Source data:
====

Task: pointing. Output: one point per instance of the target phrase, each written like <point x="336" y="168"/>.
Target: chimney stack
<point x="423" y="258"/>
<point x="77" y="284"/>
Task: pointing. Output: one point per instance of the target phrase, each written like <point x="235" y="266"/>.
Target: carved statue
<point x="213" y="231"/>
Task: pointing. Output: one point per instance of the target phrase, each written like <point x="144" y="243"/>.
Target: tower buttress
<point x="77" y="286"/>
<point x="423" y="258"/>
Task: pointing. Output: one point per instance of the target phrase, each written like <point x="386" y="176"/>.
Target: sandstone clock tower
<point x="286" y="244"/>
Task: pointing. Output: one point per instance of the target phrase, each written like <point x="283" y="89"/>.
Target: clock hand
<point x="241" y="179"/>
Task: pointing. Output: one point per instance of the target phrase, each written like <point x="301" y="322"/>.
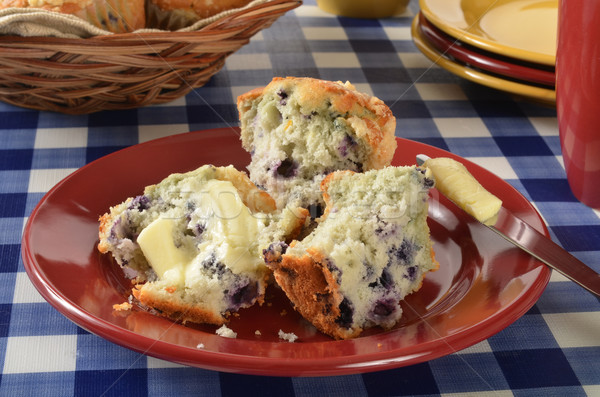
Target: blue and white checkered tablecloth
<point x="553" y="350"/>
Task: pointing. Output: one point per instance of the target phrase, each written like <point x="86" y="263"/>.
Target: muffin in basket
<point x="176" y="14"/>
<point x="117" y="16"/>
<point x="193" y="243"/>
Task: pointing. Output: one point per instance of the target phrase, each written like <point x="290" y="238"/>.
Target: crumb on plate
<point x="226" y="332"/>
<point x="288" y="336"/>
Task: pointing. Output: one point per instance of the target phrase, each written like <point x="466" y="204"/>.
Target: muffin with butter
<point x="193" y="243"/>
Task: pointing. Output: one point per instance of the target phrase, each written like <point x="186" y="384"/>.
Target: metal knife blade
<point x="527" y="238"/>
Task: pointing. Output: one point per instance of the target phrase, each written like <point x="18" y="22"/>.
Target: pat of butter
<point x="456" y="182"/>
<point x="158" y="246"/>
<point x="230" y="232"/>
<point x="230" y="225"/>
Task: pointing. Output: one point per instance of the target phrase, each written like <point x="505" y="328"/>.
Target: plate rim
<point x="482" y="42"/>
<point x="275" y="366"/>
<point x="544" y="95"/>
<point x="486" y="62"/>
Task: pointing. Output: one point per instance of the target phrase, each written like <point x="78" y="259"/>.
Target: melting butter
<point x="230" y="232"/>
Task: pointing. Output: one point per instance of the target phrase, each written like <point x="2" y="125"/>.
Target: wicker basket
<point x="122" y="71"/>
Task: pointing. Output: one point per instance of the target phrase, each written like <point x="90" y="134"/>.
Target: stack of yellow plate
<point x="508" y="45"/>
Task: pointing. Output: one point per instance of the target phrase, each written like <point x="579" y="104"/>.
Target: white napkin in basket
<point x="38" y="22"/>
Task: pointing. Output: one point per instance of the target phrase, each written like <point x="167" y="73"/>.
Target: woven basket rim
<point x="127" y="70"/>
<point x="207" y="30"/>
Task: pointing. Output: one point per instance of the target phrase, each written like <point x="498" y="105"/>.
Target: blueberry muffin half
<point x="298" y="130"/>
<point x="370" y="249"/>
<point x="193" y="243"/>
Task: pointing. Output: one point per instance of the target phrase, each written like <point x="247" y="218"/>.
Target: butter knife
<point x="527" y="238"/>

====

- [About this exercise]
Every entry above should be given again exactly, with no images included.

- [Exercise response]
Task: pointing. Output: one point per instance of the target phrase, each written like <point x="336" y="168"/>.
Target: chimney stack
<point x="423" y="258"/>
<point x="77" y="284"/>
Task: pointing. Output: one point per instance of the target phrase, each written like <point x="235" y="266"/>.
Target: carved statue
<point x="213" y="231"/>
Task: pointing. Output: one point per instance of the target phrase, each written like <point x="144" y="243"/>.
Target: tower buttress
<point x="77" y="286"/>
<point x="423" y="258"/>
Task: pointing. Output: one point per instance of the target phrase, each written like <point x="386" y="176"/>.
Target: sandstone clock tower
<point x="286" y="244"/>
Task: pointing. Output: one point per instance of the target phrase, each written like <point x="283" y="89"/>.
Target: clock hand
<point x="241" y="179"/>
Task: pointing. Output: one point per instance of the target phrase, each written like <point x="301" y="322"/>.
Target: blue and white checkered tablecloth
<point x="553" y="350"/>
Task: pointing. Output: one point per instance of the target phrase, each written like <point x="86" y="263"/>.
Target: muffin in basket
<point x="176" y="14"/>
<point x="117" y="16"/>
<point x="193" y="243"/>
Task: pointing. Output: one point per instance of the target phrase, each written like <point x="290" y="238"/>.
Target: crumb on plate
<point x="226" y="332"/>
<point x="288" y="336"/>
Task: pointing. Output: one point per instance of the target phrase, each written like <point x="466" y="204"/>.
Target: muffin with butter
<point x="193" y="243"/>
Task: pointing. Output: one point per instance of the target phrase, each written like <point x="186" y="384"/>.
Target: metal knife blade
<point x="527" y="238"/>
Task: pointing. Output: one point per instance of the target phrase, each written like <point x="18" y="22"/>.
Target: pat of butter
<point x="456" y="182"/>
<point x="158" y="246"/>
<point x="230" y="232"/>
<point x="230" y="225"/>
Task: pointing. Output: one point per instance of the target phrase, each written like <point x="505" y="328"/>.
Target: plate rim
<point x="482" y="42"/>
<point x="275" y="366"/>
<point x="544" y="95"/>
<point x="486" y="62"/>
Task: pointing. Output: one point per instance of the target phrase, each written like <point x="78" y="259"/>.
Target: melting butter
<point x="230" y="232"/>
Task: pointing. Output: one point per instance of the target phrase, each written like <point x="2" y="125"/>.
Target: wicker basket
<point x="122" y="71"/>
Task: pointing. Output: one point per instance of the target phrase, each written like <point x="90" y="134"/>.
Target: stack of yellow plate
<point x="508" y="45"/>
Task: pointing. Output: one point per instance of the target phrase, each written like <point x="579" y="104"/>.
Target: white napkin in basket
<point x="38" y="22"/>
Task: pointing. Output: one point per instance of the target phrase, each written like <point x="167" y="73"/>.
Target: woven basket rim
<point x="127" y="70"/>
<point x="207" y="30"/>
Task: pointing. Output: one point per instance of the target phrase, each written like <point x="498" y="105"/>.
Target: blueberry muffin half
<point x="298" y="130"/>
<point x="370" y="249"/>
<point x="193" y="243"/>
Task: pointing. Output: one point per instance of the target phrase, each written like <point x="247" y="218"/>.
Target: butter knife
<point x="527" y="238"/>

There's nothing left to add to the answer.